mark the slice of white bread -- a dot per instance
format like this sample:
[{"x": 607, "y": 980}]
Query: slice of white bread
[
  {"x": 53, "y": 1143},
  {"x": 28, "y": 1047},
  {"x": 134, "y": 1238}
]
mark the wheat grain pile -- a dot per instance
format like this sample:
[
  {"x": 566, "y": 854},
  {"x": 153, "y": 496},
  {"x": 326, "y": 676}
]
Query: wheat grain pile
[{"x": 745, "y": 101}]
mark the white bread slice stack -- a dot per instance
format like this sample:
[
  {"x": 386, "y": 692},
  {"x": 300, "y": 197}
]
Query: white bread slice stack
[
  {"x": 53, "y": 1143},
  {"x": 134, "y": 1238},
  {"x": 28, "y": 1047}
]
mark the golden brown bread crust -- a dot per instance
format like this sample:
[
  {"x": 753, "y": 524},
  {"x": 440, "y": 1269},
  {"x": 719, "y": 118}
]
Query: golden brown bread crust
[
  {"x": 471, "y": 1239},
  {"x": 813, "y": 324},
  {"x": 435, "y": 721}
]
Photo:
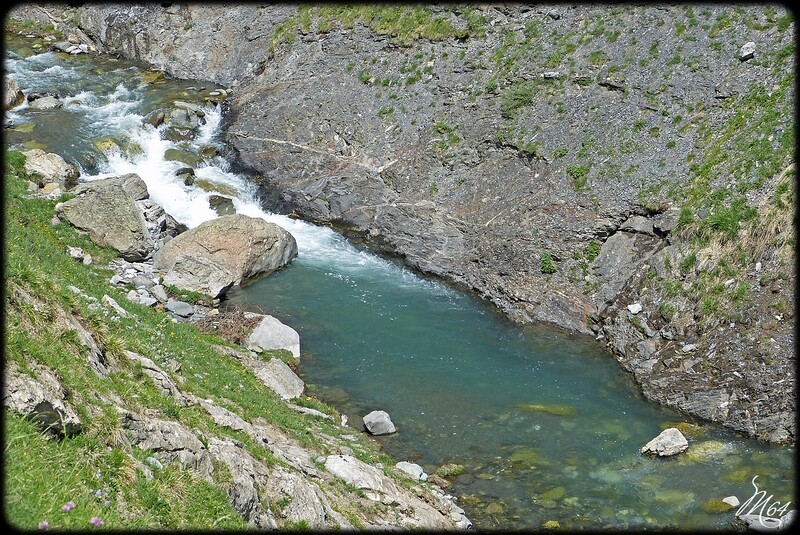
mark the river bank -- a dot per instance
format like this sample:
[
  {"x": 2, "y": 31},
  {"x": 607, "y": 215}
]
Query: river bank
[
  {"x": 613, "y": 207},
  {"x": 520, "y": 457}
]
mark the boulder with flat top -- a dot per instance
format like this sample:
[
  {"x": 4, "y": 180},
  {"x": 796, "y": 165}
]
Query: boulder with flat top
[{"x": 217, "y": 254}]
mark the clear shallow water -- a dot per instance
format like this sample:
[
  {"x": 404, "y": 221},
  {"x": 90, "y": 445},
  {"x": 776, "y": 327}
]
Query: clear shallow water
[{"x": 545, "y": 423}]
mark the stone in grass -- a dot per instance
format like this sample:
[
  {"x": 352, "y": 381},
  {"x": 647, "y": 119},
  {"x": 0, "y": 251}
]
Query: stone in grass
[
  {"x": 179, "y": 308},
  {"x": 379, "y": 423},
  {"x": 747, "y": 51},
  {"x": 669, "y": 442}
]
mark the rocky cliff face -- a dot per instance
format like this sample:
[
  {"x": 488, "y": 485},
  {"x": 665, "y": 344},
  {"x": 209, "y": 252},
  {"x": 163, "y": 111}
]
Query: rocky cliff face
[{"x": 564, "y": 162}]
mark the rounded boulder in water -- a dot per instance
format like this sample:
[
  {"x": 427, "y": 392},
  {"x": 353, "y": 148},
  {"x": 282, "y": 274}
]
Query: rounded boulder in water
[{"x": 379, "y": 423}]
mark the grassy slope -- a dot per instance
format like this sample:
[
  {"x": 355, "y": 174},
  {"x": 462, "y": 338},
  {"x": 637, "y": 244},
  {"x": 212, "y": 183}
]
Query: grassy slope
[{"x": 42, "y": 474}]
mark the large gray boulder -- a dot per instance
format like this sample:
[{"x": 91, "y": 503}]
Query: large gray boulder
[
  {"x": 12, "y": 95},
  {"x": 379, "y": 423},
  {"x": 46, "y": 167},
  {"x": 41, "y": 399},
  {"x": 108, "y": 212},
  {"x": 49, "y": 102},
  {"x": 280, "y": 378},
  {"x": 247, "y": 476},
  {"x": 270, "y": 333},
  {"x": 131, "y": 183},
  {"x": 217, "y": 254},
  {"x": 669, "y": 442},
  {"x": 172, "y": 441},
  {"x": 362, "y": 476}
]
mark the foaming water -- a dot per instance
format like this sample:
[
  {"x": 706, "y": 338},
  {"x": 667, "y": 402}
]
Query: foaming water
[{"x": 545, "y": 424}]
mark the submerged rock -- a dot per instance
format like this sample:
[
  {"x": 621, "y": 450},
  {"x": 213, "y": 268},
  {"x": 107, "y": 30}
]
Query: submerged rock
[
  {"x": 12, "y": 95},
  {"x": 379, "y": 423},
  {"x": 48, "y": 167},
  {"x": 413, "y": 470},
  {"x": 555, "y": 410},
  {"x": 668, "y": 442},
  {"x": 270, "y": 333}
]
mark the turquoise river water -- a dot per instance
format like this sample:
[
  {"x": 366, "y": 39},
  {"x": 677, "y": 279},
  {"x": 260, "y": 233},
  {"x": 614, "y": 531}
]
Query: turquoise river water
[{"x": 545, "y": 423}]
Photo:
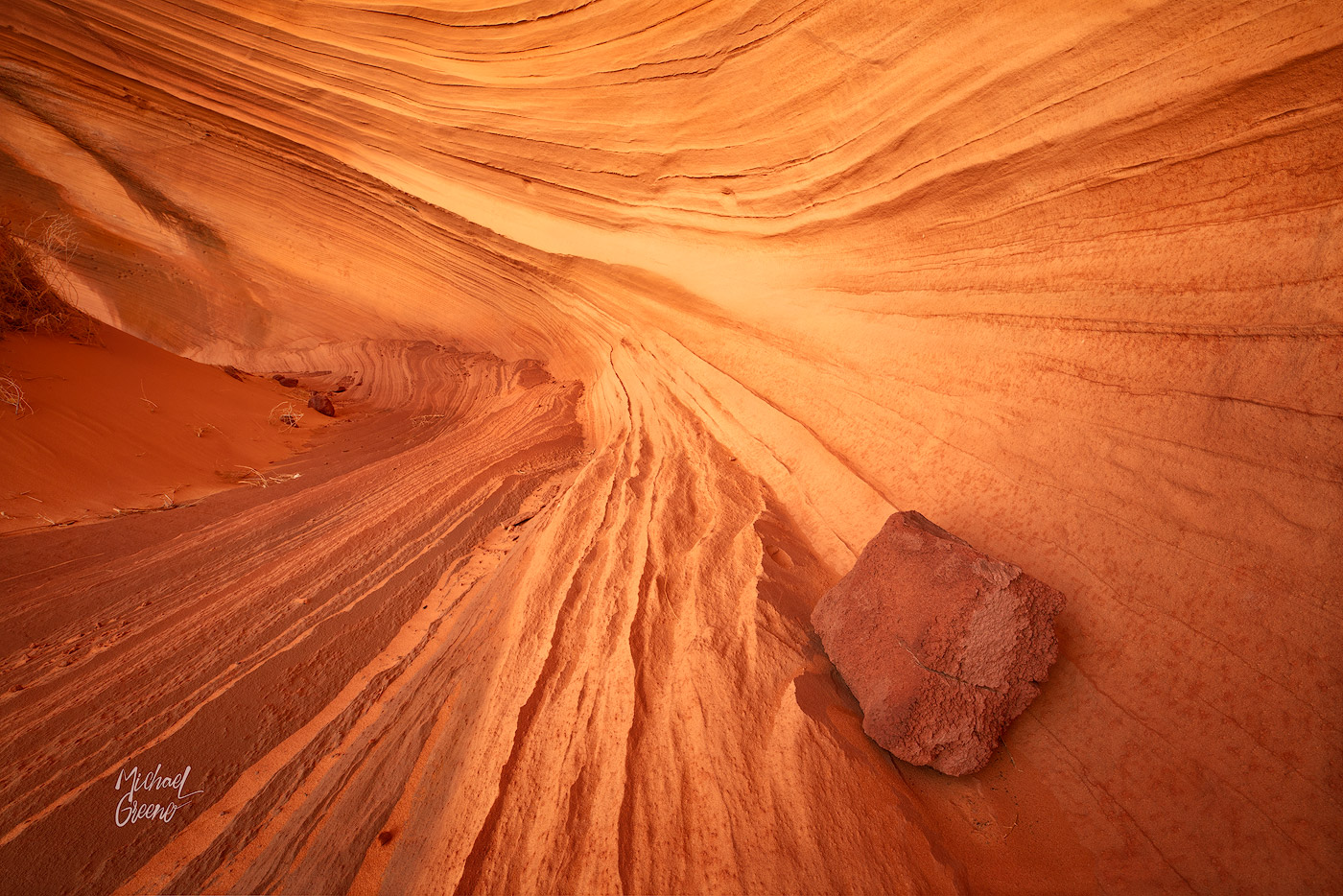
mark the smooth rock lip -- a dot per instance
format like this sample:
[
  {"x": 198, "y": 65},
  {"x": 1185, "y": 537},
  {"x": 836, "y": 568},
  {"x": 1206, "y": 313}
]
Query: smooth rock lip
[{"x": 942, "y": 645}]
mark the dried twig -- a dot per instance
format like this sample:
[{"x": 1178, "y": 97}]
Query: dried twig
[
  {"x": 265, "y": 480},
  {"x": 12, "y": 393}
]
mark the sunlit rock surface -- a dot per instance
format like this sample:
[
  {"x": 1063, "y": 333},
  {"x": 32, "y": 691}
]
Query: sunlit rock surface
[{"x": 1063, "y": 275}]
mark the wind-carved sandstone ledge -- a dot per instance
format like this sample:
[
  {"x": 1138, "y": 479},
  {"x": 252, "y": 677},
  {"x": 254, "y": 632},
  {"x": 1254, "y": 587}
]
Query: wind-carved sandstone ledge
[{"x": 942, "y": 645}]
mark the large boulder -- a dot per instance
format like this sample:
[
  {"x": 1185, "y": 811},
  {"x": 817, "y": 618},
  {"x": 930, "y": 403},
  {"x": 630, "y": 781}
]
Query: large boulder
[
  {"x": 322, "y": 403},
  {"x": 942, "y": 645}
]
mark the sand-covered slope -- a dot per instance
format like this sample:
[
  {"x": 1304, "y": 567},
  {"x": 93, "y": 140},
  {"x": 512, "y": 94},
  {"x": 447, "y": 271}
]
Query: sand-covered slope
[{"x": 1063, "y": 277}]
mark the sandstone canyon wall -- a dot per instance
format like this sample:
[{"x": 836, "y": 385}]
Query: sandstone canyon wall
[{"x": 1064, "y": 277}]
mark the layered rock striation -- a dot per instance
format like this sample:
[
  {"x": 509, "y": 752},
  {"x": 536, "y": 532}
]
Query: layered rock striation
[{"x": 1063, "y": 275}]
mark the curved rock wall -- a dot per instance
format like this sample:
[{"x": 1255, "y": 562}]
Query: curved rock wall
[{"x": 1063, "y": 277}]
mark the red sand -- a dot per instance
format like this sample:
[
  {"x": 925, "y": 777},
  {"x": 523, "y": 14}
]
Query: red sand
[
  {"x": 1061, "y": 275},
  {"x": 120, "y": 425}
]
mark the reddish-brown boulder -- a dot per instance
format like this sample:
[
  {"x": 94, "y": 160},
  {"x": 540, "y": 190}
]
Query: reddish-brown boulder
[
  {"x": 322, "y": 403},
  {"x": 942, "y": 645}
]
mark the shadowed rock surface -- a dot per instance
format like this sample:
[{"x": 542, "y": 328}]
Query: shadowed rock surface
[{"x": 942, "y": 645}]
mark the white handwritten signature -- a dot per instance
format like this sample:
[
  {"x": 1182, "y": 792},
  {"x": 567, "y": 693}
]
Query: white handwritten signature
[{"x": 130, "y": 811}]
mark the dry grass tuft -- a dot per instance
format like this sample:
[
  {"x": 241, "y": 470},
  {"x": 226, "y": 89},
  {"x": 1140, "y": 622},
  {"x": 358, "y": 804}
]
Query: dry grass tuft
[
  {"x": 285, "y": 413},
  {"x": 30, "y": 278}
]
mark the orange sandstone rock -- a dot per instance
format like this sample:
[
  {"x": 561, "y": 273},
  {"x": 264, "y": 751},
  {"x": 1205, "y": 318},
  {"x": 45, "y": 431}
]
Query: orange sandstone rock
[{"x": 942, "y": 645}]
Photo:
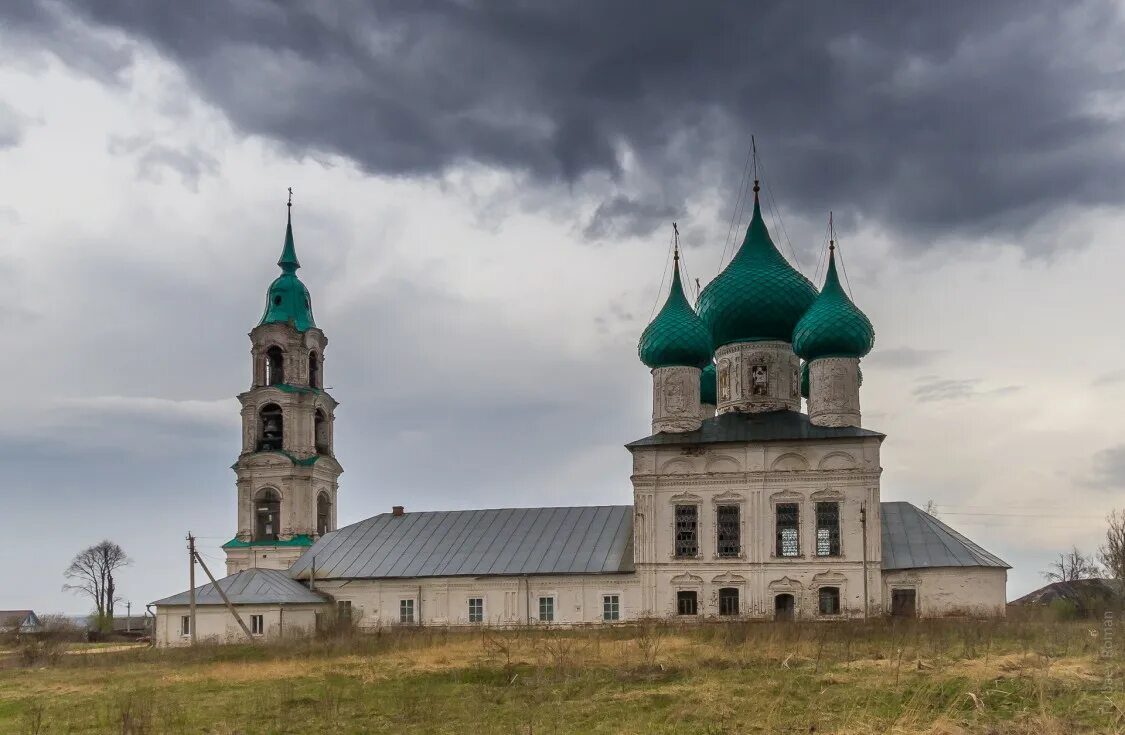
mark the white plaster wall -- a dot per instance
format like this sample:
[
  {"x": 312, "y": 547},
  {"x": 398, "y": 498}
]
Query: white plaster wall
[
  {"x": 756, "y": 477},
  {"x": 215, "y": 624},
  {"x": 506, "y": 599},
  {"x": 952, "y": 591}
]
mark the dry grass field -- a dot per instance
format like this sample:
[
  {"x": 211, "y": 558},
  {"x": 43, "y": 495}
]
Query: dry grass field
[{"x": 930, "y": 677}]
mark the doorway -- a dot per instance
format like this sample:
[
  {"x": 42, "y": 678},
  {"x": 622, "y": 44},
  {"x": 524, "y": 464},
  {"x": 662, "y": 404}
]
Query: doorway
[
  {"x": 903, "y": 603},
  {"x": 784, "y": 607}
]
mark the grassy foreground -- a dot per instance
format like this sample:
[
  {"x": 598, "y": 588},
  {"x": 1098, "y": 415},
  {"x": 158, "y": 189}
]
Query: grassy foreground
[{"x": 932, "y": 677}]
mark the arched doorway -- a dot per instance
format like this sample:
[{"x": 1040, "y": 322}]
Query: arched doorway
______________________________
**TREŚĆ ZADANIA**
Przepisz wiernie wiersze od tego, który zawiera „mark the dry grass tuft -- a dot per instance”, aż do ostatniego wiersza wszystkich pozycji, łącznie z oboma skrajnymi. Obrazy pomiń w odpowiedzi.

**ROZWIĄZANIE ZADANIA**
mark the dry grass tuft -- a dot per instance
format like this sample:
[
  {"x": 241, "y": 470},
  {"x": 226, "y": 89},
  {"x": 1140, "y": 622},
  {"x": 358, "y": 804}
]
Query: dry grass tuft
[
  {"x": 285, "y": 413},
  {"x": 30, "y": 278}
]
mark the orange sandstone rock -- a dot per instance
format like this sample:
[
  {"x": 561, "y": 273},
  {"x": 264, "y": 751},
  {"x": 1205, "y": 318},
  {"x": 45, "y": 431}
]
Query: orange sandstone rock
[{"x": 942, "y": 645}]
Photo:
mark the white plaster wall -- a dot per instance
format like this sample:
[
  {"x": 312, "y": 547},
  {"x": 398, "y": 498}
]
Query: white plaster wall
[
  {"x": 756, "y": 477},
  {"x": 215, "y": 624},
  {"x": 506, "y": 599},
  {"x": 952, "y": 591}
]
mark the dry grass field -- a dot per instance
format like this sample:
[
  {"x": 211, "y": 558},
  {"x": 43, "y": 495}
]
Query: dry grass field
[{"x": 930, "y": 677}]
mark the doorway -- a dot per instance
format like this sample:
[
  {"x": 42, "y": 678},
  {"x": 622, "y": 44},
  {"x": 524, "y": 464},
  {"x": 662, "y": 404}
]
Query: doorway
[
  {"x": 903, "y": 603},
  {"x": 784, "y": 607}
]
mark the grassy foreground -- a dot per instance
format like this sample:
[
  {"x": 598, "y": 588},
  {"x": 1098, "y": 415},
  {"x": 158, "y": 189}
]
Query: grassy foreground
[{"x": 932, "y": 677}]
mark the arched doorway -- a dot per instance
format like this sample:
[{"x": 1040, "y": 322}]
Query: arched doorway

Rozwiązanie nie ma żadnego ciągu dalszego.